═══ PROVIDED INFORMATION

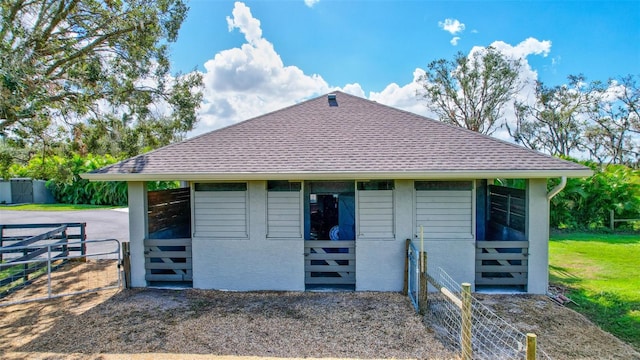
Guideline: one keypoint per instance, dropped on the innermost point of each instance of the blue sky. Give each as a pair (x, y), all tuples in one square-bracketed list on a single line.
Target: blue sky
[(258, 56)]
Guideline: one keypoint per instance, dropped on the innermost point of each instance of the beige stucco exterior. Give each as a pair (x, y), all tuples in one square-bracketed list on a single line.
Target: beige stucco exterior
[(260, 262)]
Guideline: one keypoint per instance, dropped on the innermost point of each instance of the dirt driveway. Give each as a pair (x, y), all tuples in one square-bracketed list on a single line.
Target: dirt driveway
[(191, 322), (198, 324)]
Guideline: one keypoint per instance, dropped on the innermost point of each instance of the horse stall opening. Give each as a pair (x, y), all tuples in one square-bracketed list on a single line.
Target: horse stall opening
[(167, 249), (502, 243)]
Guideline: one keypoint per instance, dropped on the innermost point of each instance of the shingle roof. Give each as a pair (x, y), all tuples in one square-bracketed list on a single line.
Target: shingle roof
[(350, 135)]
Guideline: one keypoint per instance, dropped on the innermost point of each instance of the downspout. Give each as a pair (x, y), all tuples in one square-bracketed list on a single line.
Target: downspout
[(557, 188)]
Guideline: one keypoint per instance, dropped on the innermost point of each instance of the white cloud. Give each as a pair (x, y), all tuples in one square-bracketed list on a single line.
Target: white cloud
[(245, 22), (250, 80), (404, 97), (453, 26), (310, 3), (353, 89)]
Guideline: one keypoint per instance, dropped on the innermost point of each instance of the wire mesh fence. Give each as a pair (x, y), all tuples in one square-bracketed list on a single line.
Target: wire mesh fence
[(492, 337)]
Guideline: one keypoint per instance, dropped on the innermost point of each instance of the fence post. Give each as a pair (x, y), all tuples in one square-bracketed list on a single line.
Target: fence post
[(422, 298), (612, 219), (531, 346), (126, 265), (25, 267), (83, 239), (467, 350), (1, 240), (405, 287)]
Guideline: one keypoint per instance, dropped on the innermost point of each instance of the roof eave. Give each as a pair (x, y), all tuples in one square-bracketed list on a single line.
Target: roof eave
[(347, 175)]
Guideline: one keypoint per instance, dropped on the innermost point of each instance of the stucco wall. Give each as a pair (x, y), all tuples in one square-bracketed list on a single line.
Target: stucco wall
[(137, 193), (256, 263), (538, 229)]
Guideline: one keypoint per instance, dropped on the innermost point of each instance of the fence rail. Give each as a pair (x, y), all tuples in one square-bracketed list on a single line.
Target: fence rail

══════

WHAT THE TASK REQUIRES: Rewrite all of the records above with every "innermost" changed to "most central" and nothing else altered. Leave out the pictures.

ANSWER IN FULL:
Guideline: one keypoint per instance, dropped on the most central point of each instance of the blue sky. Give each as a pair (x, y), all tuples in one square-bracketed list on a single line.
Target: blue sky
[(258, 56)]
Guideline: one keypoint per instance, dropped on the most central point of each instance of the beige stucco exterior. Give each as a pair (x, y), all tuples in one square-bracketed list on a single line.
Target: beige stucco exterior
[(260, 262)]
Guideline: one keypoint per instance, dropped on the most central point of each instance of the dirt driveway. Give each as a pair (x, y), all tuples in one square-bracketed list on a single line.
Target: dirt driveway
[(191, 322), (198, 324)]
Guideline: one keypoint per instance, dropped on the most central point of each instance of the horse stall opening. Give each as a pair (x, y), all tuples in one square-bracketed list on a single line.
Target: horse stall opening
[(167, 249), (502, 243)]
Guideline: one keypoint per instance, dropped on the most central point of each instance of the shingle roof. Give each as a pair (x, y), all tuples in one square-bracketed list on a single line.
Target: shingle roof
[(350, 135)]
Guideline: one keypoint per instance, dropped on the most central point of each instance of the downspout. Give each as a pair (x, y), all tuples in one square-bracketed list on a single line.
Target: downspout
[(557, 188)]
Guideline: one keypoint per instance, dropped on the most central point of each instance of the white cloud. Give each as a pair (x, y), all tuples in one square-bracketed list on a single line.
Target: white cloud
[(245, 22), (250, 80), (404, 97), (453, 26), (310, 3), (353, 89)]
Guideline: one keypoint per instance, dropped on the most central point of each instance of the wire mesh fence. Give each as a pair (x, y), all tuples in one square-bracketed list on a single line.
Target: wire mesh fence
[(492, 337)]
Guideline: one keypoint per instance, dropped on the most central point of each instance of the fence post. Give each as a pair (x, y), all tuples in one square-bracketed list on a single line.
Target: fence post
[(422, 298), (612, 219), (531, 346), (126, 265), (25, 267), (83, 239), (467, 350), (1, 240), (405, 287)]
Guideline: one keypoint per instance, dropped on the most central point of each instance of the roof eave. Give each as a pair (x, y), all tuples in one square-bracketed list on a single line.
Target: roof eave
[(347, 175)]
Guideline: one keypoint per instance, dropped on the most central point of each instance of the stucco wall. Give each as a pair (x, y), all tuples in one square-bracketed list on a single line.
Target: stucco wall
[(137, 193), (256, 263), (538, 229)]
Guideline: one keypoint per instance, dropped on the most central point of each instance of the fence rail. Give each as a pair (x, y), all tuples in one square-bracketed list on a single line.
Target: fence rail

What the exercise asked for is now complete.